Render the data from its first line up to and including the line that contains "[[349, 304], [193, 173]]" as a JSON list of strings, one string per line, with blank lines omitted.

*Records shown:*
■ ■ ■ ■ ■

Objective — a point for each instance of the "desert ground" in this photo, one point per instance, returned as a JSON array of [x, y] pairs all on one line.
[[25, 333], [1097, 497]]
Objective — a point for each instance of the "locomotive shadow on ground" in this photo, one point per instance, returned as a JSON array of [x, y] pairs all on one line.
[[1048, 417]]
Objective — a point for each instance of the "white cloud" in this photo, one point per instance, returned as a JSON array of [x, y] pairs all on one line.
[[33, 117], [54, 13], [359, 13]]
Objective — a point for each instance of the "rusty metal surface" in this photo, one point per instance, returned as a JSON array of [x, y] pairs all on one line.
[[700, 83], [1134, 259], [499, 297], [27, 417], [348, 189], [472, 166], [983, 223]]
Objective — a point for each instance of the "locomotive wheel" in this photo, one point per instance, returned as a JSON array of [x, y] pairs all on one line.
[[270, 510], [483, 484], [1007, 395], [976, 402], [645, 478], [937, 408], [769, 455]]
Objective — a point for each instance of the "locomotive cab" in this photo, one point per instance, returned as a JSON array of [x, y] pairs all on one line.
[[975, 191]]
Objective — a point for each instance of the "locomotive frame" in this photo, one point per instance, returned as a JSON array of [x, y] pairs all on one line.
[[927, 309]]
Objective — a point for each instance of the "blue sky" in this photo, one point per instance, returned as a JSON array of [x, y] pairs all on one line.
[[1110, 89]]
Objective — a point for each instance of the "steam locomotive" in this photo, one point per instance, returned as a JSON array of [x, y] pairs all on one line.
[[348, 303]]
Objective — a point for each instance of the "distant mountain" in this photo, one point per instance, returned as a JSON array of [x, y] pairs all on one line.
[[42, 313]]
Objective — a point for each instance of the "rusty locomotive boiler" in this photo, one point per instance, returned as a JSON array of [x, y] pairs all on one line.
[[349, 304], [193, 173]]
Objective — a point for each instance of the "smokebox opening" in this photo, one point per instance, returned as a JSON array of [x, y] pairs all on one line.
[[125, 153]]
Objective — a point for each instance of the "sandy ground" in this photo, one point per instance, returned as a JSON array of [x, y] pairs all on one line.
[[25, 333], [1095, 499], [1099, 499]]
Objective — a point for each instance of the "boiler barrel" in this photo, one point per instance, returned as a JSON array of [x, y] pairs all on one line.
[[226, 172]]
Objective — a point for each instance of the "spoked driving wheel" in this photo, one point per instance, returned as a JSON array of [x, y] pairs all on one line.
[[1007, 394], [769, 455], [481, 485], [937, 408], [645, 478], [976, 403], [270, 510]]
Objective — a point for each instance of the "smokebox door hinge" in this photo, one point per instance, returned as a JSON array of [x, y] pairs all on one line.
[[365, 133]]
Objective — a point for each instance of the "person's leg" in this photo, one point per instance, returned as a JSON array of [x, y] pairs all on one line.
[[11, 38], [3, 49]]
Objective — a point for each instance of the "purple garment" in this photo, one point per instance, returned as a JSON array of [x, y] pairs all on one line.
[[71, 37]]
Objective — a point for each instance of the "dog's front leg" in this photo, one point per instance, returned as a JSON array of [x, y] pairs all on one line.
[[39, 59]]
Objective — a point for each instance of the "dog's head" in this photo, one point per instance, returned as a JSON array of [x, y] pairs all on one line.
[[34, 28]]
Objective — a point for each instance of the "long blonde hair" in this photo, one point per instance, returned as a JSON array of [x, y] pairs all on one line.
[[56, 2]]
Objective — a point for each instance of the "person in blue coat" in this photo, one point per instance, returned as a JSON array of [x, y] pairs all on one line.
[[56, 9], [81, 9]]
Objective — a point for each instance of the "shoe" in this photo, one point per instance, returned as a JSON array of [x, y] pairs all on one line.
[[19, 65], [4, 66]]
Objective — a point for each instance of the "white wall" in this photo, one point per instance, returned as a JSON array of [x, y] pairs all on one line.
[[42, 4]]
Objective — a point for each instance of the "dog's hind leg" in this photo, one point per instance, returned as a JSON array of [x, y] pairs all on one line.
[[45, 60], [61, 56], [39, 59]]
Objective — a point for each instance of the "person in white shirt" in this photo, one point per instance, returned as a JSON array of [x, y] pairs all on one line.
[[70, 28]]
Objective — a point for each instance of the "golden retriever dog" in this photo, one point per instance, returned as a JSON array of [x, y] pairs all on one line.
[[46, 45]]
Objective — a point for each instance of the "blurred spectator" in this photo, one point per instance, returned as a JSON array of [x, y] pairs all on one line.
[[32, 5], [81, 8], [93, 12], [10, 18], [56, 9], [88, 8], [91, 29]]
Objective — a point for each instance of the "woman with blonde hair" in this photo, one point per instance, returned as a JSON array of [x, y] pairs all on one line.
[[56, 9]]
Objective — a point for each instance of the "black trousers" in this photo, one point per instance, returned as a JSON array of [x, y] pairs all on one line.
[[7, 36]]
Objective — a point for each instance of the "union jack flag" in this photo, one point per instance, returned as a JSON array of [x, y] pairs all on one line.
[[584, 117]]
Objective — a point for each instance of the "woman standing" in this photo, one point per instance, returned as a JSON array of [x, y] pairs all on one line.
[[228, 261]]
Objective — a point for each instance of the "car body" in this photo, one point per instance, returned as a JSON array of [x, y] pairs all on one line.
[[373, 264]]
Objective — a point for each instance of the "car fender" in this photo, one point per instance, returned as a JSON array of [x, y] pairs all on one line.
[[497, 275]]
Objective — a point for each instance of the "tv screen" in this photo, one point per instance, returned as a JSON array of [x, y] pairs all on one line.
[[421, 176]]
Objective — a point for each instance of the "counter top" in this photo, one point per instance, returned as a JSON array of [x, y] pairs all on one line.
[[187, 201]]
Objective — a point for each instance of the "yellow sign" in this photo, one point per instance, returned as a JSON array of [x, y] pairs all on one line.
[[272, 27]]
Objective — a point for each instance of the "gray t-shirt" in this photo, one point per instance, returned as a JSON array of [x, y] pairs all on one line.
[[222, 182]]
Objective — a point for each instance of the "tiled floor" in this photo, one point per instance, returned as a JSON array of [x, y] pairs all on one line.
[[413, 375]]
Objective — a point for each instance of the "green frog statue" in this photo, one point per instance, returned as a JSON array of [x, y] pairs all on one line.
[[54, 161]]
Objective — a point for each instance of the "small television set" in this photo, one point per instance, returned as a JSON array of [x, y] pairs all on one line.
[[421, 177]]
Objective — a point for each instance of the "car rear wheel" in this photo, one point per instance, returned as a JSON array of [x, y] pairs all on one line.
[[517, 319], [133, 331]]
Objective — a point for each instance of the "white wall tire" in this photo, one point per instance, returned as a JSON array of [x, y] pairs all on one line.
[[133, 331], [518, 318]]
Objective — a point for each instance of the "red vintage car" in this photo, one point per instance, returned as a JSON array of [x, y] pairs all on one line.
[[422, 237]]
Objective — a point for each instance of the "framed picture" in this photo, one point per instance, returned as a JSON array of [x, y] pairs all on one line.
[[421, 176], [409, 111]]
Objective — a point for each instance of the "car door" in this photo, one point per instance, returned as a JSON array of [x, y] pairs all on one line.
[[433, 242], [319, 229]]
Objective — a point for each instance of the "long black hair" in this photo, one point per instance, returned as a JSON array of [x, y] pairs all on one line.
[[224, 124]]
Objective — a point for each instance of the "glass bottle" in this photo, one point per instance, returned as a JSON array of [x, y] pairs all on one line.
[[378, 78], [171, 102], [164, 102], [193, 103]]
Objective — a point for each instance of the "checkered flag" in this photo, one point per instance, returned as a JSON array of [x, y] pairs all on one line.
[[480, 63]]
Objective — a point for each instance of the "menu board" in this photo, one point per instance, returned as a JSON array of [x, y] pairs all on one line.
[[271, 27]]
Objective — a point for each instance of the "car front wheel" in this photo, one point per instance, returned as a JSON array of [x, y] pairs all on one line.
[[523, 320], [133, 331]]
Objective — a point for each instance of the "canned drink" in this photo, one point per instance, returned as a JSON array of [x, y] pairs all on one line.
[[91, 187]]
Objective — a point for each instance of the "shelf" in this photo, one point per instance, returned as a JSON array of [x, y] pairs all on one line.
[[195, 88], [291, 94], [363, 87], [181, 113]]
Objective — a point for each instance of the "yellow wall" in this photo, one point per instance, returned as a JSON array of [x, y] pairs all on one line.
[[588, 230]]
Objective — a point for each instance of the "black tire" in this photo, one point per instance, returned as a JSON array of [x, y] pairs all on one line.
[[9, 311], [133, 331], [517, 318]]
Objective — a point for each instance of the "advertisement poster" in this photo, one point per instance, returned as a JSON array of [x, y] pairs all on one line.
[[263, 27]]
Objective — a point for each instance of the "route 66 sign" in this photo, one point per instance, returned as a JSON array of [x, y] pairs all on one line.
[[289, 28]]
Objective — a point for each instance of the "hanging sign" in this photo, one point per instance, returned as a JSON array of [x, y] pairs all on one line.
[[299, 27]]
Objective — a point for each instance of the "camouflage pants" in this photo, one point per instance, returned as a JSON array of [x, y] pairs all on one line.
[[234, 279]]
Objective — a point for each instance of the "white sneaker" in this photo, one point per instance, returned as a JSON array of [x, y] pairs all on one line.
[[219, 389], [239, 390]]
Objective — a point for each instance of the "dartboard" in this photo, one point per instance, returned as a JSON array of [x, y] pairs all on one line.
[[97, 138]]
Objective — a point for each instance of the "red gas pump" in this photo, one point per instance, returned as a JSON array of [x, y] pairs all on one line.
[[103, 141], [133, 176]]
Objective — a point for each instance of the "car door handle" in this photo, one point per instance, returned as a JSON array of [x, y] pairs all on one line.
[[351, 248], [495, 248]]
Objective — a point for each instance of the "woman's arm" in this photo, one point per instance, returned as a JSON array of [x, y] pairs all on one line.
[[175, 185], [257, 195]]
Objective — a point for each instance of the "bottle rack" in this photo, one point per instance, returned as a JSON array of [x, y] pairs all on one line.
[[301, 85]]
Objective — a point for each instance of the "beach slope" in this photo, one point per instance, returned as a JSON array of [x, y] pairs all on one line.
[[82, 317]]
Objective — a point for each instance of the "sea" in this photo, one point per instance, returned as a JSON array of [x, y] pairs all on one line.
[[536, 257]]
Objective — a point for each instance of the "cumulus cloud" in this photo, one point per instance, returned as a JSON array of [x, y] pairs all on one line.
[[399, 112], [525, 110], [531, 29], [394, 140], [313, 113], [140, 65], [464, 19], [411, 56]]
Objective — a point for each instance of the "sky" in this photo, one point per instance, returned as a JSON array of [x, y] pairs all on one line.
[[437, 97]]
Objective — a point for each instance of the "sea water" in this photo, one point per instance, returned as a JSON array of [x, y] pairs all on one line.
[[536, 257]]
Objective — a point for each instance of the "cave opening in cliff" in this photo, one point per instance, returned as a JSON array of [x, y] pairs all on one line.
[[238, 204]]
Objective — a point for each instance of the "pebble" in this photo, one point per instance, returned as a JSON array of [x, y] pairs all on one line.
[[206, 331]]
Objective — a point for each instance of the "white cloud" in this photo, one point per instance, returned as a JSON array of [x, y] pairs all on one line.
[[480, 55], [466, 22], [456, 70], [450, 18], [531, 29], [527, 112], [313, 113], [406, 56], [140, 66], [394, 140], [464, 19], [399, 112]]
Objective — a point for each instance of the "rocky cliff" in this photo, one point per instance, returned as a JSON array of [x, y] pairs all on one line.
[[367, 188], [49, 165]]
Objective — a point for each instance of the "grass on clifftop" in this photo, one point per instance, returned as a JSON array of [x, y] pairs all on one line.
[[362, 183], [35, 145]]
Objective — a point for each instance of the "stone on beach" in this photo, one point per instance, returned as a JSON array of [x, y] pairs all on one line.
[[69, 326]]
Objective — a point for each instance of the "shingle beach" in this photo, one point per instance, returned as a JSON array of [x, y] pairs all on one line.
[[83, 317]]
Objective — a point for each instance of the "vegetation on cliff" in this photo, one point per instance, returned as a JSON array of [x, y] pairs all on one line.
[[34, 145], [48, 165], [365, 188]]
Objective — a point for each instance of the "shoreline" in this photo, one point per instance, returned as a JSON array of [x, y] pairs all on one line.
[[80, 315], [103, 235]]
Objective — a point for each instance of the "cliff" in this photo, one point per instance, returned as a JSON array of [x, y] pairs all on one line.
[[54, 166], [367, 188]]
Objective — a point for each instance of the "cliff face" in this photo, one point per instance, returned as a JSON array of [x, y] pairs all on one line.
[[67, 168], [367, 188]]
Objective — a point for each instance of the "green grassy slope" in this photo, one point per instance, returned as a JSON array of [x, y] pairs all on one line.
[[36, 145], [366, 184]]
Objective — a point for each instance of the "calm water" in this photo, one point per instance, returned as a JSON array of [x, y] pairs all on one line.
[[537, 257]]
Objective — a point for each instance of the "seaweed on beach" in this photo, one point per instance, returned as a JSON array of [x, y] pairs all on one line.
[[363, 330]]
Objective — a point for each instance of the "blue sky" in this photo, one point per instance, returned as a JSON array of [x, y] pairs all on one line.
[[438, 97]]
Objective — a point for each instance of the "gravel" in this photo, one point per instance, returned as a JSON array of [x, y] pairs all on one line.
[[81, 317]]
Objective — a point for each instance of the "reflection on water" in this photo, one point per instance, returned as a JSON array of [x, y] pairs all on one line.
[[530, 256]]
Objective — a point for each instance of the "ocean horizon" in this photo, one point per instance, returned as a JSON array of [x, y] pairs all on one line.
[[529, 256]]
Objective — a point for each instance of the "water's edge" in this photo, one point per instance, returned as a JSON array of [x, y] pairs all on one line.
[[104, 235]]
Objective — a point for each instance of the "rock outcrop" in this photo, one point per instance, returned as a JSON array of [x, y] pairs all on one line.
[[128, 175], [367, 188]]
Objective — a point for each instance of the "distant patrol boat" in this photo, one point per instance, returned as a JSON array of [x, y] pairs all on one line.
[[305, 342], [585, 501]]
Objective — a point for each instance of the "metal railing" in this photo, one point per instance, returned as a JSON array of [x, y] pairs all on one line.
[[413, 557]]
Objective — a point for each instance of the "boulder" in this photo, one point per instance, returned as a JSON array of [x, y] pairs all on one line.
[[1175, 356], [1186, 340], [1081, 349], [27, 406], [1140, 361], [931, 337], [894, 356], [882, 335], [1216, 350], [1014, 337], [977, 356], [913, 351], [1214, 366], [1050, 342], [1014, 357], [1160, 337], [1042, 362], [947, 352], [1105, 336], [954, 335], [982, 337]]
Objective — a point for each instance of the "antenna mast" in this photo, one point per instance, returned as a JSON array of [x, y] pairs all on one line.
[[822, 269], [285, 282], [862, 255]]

■ ■ ■ ■ ■

*Exercise output:*
[
  "Objective — a point for each instance of the \"desert ground\" in this photo, one point per instance, returned as a JSON array of [x, y] pairs all on one line.",
  "[[25, 333], [1097, 497]]",
  "Objective — a point for each instance of the \"locomotive shadow on ground\" in this photo, one point per instance, returned as a JSON array of [x, y] pairs all on one line.",
  "[[1048, 417]]",
  "Objective — a point for each instance of the \"white cloud\" in this photo, one point per instance, returned as a JSON array of [x, y] pairs all on one line.",
  "[[33, 117], [54, 13], [359, 13]]",
  "Objective — a point for each instance of the \"rusty metal surface\" in this photo, one point per instance, returned as a JSON array of [x, y] pairs all on one line.",
  "[[700, 83], [1134, 259], [499, 297], [27, 417], [348, 189], [472, 166], [983, 223]]",
  "Objective — a point for each instance of the \"locomotive wheel\" in this photo, one point per instance, returned as a JSON array of [x, y] pairs all on one line.",
  "[[270, 510], [483, 484], [1007, 395], [976, 402], [645, 478], [937, 408], [769, 455]]",
  "Objective — a point for each instance of the \"locomotive cab\" in this photo, one point per instance, returned as a JSON array of [x, y] pairs all on one line.",
  "[[975, 191]]",
  "Objective — a point for each instance of the \"locomotive frame\" in this photo, one point per instance, returned as a JSON array of [x, y] pairs all on one line.",
  "[[927, 309]]",
  "Objective — a point for each instance of the \"blue sky\" in this photo, one point per instance, returned as a JSON array of [x, y] pairs all on one line.",
  "[[1110, 89]]",
  "Objective — a point for each instance of the \"steam locomotive\" in this photo, one point per instance, returned as a JSON array of [x, y] pairs all on one line.",
  "[[348, 303]]",
  "Objective — a point for each instance of the \"distant mountain\" in this photo, one point per instance, returned as a JSON array of [x, y] pairs all on one line.",
  "[[42, 313]]",
  "Objective — a point for each instance of the \"rusty locomotive boiler\" in this photo, one point per instance, returned as a JSON array of [x, y] pairs all on one line.",
  "[[349, 304], [193, 173]]"
]